▶ [What to produce]: Copy out the complete listing, word for word.

═════ Exercise inputs

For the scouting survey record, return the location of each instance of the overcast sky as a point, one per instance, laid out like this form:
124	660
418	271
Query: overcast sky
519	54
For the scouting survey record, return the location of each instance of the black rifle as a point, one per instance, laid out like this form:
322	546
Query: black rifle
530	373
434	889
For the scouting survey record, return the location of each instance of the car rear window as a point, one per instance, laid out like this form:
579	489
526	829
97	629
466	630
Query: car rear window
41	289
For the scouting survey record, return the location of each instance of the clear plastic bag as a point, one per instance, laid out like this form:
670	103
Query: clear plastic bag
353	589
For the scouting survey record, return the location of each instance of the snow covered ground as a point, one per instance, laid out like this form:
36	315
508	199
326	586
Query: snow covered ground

══════════

▶ [Task answer]:
For the scouting survey record, return the location of each instance of the overcast sky as a point, one per instance, laid out like this form:
124	660
418	271
Query: overcast sky
519	54
For the scouting survey record, return the location of each instance of the black rifle as a point, one per instance, laid out like this form:
322	546
Query: black rifle
530	373
434	889
For the scouting survey record, return the location of each instance of the car rear window as a point, one per instance, laid out like this form:
579	489
526	829
97	629
466	630
Query: car rear window
41	289
For the scouting survey record, return the location of each instance of the clear plastic bag as a point, one per instance, laid out like this form:
670	103
Query: clear plastic bag
353	589
For the scouting survey record, return the location of each instance of the snow covered ground as a point, one per instance, laid out like this form:
36	315
508	199
326	586
Query: snow covered ground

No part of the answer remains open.